_PROMPT A_.
In the text on BNIM's Landscape Studio, switch "nature" to "the natural world" and give the passage again, starting with "We build new" and going on through "change over time.".
_PROMPT B_.
According to the text on BNIM's Landscape Studio, what share of the world's population will live in cities by 2050?
_PROMPT C_.
Could you extend the text on BNIM's Landscape Studio from where it stops?

_TEXT PROVIDED_.
Groundswell: The Practice of BNIM's Landscape Studio

Groundswell: The Practice of BNIM's Landscape Studio

By the year 2050, 75 percent of the world’s population will live in cities. BNIM’s Landscape Studio is responding to this profound change by using the power of design to meet the urban challenges of tomorrow and transform the places we live.

Our practice builds inspiring, integrated experiences between people and place, designing our collective future in these key ways:

Pacific Center Campus Development — Amenities Building — Landscape

1. Weaving Together Landscape and Place

We build new connections between nature and the city by understanding that sites are interconnected places with deeply rooted cultural, social, and natural processes. Our systems-based designs blur the boundaries between interior and exterior spaces, and are built to adapt and change over time.

In our work, the edges between buildings and site break down as indoor spaces blend seamlessly into welcoming landscape environments that provide areas for group work, creative thinking, and impromptu gathering. Edible gardens and adaptive landscapes grow within the framework of our designs, providing spaces for relaxation, conservation, and food production.

_SOURCE DATA_.
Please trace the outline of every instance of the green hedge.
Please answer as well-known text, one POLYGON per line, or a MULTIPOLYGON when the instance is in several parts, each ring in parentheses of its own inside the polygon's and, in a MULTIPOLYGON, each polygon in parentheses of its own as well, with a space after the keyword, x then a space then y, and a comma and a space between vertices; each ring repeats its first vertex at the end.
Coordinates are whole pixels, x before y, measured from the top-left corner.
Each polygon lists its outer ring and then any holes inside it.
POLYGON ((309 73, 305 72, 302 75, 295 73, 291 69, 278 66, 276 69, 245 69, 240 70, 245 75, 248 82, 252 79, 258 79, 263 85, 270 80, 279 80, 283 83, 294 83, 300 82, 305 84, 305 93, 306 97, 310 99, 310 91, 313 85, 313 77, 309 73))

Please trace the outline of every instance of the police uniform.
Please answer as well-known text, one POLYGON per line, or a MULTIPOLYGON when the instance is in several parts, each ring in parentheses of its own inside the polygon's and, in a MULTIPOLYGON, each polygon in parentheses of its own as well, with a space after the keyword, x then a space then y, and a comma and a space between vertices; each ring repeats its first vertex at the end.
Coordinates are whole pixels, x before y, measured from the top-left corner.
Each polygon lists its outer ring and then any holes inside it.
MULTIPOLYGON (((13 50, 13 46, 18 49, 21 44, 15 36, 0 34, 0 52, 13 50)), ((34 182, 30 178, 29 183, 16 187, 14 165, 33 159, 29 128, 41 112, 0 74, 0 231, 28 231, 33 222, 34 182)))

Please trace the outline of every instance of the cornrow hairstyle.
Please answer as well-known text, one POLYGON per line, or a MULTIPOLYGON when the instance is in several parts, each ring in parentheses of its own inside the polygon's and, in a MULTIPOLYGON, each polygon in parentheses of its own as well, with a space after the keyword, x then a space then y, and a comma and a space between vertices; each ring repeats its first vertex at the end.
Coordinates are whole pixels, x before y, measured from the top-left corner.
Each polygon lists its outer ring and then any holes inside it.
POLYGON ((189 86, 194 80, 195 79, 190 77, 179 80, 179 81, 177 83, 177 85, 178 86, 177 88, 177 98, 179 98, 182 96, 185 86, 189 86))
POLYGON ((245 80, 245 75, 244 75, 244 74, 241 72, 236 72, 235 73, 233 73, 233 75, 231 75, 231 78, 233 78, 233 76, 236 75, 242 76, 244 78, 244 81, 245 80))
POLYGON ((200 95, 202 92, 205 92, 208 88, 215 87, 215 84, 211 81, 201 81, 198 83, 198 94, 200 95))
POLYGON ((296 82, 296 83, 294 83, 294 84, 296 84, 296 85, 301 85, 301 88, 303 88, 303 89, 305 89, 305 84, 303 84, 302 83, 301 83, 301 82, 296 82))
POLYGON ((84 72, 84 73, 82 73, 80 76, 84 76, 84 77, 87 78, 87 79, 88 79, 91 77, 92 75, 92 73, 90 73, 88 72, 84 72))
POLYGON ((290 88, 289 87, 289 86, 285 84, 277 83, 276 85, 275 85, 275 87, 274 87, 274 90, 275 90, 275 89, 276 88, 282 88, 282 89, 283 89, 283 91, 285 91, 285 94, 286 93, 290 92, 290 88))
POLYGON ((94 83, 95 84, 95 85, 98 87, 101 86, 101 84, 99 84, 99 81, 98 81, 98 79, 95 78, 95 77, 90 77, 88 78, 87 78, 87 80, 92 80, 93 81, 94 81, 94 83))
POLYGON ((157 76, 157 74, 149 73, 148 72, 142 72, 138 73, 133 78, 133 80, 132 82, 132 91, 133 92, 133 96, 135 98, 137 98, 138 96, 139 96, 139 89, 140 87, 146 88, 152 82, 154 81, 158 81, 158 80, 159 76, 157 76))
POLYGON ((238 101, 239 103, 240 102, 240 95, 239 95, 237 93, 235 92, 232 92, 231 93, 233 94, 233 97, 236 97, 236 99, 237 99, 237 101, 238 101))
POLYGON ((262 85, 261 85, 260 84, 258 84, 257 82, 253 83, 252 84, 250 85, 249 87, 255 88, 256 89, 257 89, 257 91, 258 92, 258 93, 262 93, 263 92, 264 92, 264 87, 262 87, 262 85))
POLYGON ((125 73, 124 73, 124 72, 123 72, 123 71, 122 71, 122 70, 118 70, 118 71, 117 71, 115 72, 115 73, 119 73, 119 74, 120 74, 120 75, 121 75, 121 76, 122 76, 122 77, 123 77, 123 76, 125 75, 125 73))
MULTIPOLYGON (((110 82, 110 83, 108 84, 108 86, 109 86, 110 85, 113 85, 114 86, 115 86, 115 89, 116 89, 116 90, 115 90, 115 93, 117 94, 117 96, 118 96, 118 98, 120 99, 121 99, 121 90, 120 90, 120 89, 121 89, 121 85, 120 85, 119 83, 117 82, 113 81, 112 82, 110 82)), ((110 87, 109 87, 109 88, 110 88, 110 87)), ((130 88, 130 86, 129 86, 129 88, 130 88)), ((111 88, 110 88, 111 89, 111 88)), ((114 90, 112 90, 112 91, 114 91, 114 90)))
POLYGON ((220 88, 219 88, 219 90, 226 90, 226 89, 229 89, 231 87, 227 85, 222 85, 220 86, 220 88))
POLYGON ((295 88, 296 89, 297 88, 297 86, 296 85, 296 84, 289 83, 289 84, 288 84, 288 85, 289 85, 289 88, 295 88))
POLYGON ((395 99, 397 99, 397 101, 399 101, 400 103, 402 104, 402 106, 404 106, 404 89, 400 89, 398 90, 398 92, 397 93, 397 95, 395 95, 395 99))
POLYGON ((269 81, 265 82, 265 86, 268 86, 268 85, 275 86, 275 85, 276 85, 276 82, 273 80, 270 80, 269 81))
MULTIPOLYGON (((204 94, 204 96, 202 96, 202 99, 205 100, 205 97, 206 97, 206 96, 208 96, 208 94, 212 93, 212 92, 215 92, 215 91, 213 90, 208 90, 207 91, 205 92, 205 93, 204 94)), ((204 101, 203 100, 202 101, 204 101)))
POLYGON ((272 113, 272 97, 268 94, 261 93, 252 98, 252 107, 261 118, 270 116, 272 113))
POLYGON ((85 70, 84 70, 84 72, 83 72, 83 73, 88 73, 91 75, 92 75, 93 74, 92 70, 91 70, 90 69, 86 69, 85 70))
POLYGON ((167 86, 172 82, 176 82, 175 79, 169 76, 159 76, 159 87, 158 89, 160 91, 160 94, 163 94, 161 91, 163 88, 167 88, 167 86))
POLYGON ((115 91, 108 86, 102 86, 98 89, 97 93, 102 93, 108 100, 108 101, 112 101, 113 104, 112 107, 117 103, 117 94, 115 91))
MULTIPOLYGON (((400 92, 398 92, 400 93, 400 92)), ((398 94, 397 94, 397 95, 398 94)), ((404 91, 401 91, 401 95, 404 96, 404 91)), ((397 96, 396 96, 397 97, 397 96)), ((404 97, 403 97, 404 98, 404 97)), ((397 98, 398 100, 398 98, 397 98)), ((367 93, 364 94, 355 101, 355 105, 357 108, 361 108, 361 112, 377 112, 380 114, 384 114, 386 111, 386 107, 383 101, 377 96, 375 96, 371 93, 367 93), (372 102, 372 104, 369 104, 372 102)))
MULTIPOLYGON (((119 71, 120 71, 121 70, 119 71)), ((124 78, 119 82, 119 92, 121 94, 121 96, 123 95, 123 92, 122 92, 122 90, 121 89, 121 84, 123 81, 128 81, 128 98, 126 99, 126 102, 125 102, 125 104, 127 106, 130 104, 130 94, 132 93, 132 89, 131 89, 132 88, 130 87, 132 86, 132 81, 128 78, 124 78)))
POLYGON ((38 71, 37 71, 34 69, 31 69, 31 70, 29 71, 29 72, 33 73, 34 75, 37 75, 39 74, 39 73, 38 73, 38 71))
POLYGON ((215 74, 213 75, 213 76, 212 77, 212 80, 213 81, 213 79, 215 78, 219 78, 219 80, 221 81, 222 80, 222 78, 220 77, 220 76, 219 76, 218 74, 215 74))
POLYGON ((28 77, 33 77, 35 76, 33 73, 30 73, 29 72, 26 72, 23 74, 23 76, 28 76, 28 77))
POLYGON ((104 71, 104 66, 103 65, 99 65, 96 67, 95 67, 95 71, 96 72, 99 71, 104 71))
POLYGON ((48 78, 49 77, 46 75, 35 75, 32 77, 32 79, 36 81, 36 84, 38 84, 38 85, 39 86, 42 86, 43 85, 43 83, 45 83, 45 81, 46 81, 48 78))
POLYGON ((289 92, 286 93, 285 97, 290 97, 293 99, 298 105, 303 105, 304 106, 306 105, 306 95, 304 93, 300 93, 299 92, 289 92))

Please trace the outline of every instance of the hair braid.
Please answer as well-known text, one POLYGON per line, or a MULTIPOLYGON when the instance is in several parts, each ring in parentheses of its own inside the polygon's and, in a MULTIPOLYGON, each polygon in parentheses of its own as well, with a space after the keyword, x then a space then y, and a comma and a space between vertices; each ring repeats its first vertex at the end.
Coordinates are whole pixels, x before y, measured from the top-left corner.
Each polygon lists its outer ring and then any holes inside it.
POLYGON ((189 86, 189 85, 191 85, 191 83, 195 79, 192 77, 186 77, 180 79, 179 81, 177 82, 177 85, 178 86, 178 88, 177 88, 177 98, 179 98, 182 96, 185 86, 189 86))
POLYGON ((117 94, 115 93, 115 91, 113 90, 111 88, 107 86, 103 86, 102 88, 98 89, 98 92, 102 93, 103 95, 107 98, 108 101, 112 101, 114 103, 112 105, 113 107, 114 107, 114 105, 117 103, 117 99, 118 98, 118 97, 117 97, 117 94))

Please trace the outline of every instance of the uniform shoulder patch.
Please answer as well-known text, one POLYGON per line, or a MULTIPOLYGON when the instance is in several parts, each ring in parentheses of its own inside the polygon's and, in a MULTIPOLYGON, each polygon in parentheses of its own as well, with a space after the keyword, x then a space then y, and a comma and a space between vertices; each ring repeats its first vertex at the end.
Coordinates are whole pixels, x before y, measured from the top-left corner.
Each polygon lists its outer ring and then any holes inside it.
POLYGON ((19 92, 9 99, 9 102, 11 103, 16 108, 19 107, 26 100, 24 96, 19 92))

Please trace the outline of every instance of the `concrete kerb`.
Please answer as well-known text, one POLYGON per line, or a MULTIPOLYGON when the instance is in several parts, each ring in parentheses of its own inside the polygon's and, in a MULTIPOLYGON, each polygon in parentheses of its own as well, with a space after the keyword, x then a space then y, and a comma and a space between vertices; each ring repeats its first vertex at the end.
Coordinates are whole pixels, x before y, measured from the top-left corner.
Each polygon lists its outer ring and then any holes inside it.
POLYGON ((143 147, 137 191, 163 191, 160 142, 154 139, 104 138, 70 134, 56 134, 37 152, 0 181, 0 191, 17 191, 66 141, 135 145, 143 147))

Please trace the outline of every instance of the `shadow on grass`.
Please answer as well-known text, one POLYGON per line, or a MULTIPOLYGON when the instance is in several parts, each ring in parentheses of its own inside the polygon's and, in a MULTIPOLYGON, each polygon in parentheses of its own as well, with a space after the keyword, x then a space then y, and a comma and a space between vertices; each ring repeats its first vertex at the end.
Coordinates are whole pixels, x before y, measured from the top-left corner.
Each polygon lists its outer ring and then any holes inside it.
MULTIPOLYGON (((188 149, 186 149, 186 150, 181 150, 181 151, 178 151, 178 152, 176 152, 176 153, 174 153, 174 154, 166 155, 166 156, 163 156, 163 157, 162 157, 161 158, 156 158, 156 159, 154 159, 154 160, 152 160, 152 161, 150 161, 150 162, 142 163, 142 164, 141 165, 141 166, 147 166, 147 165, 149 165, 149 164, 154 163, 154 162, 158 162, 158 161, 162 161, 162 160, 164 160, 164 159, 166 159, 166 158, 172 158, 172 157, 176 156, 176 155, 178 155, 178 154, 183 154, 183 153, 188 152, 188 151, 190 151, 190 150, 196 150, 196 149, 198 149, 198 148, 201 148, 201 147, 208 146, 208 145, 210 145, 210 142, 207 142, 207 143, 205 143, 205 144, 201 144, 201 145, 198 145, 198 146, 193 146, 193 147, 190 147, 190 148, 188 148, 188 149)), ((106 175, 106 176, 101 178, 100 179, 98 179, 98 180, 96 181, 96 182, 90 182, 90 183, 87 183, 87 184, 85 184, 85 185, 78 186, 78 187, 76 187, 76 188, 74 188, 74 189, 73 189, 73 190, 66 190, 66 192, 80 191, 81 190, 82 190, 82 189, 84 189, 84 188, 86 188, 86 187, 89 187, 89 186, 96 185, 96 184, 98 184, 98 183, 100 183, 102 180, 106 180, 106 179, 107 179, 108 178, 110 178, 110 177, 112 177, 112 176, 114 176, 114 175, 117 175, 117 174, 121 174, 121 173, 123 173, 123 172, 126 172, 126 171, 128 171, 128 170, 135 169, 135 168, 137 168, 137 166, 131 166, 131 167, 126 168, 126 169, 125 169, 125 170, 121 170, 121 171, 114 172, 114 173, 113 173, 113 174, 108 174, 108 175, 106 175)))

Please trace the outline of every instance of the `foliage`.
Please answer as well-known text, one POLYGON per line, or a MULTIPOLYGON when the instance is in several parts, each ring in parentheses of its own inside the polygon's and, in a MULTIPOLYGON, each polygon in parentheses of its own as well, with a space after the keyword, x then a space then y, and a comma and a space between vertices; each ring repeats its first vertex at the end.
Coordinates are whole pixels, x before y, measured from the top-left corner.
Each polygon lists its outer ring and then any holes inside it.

_FINAL ANSWER A_.
We build new connections between the natural world and the city by understanding that sites are interconnected places with deeply rooted cultural, social, and natural processes. Our systems-based designs blur the boundaries between interior and exterior spaces, and are built to adapt and change over time.

_FINAL ANSWER B_.
75 percent.

_FINAL ANSWER C_.
Building Positive: A Four-in-One Prototype — Landscape

2. Landscape as Infrastructure

Cities are complex ecosystems that require thoughtful integration of the natural with the cultural, creating a hybrid urban form that mimics the native functions of the site within the programmatic demands of the city.

We believe that native and adaptive landscapes have the power to restore not only a sense of place, but also important biodiversity that provides natural habitats, ecosystem balance, and community beautification.

By emulating nature’s infrastructure, landscape design can be a call to a greater purpose for finding water and waste management solutions that are unexpected, but purposeful, beautiful, resilient, and restorative to their site.

Greensburg Main Street Streetscape

3. Designing for Human Vitality

Our work centers on a Human Purposed Integrated Design (HP.id) approach that promotes health and happiness, transforms locations into destinations, and empowers local communities. Our designs are grounded in research on human engagement metrics, including beauty, well-being, connectivity, performance, and resilience.

Research confirms what we instinctively know: proximity to natural settings makes people healthier, happier, and more productive. Most people spend the vast majority of time inside, so BNIM uses an interdisciplinary process to deeply integrate natural landscapes and native ecosystems into our projects. This takes many forms — from the thoughtful integration of views between interior and exterior, to the creation of passive and active recreation spaces, to the design of healing gardens where plants have therapeutic benefits. These benefits transcend project type and geography.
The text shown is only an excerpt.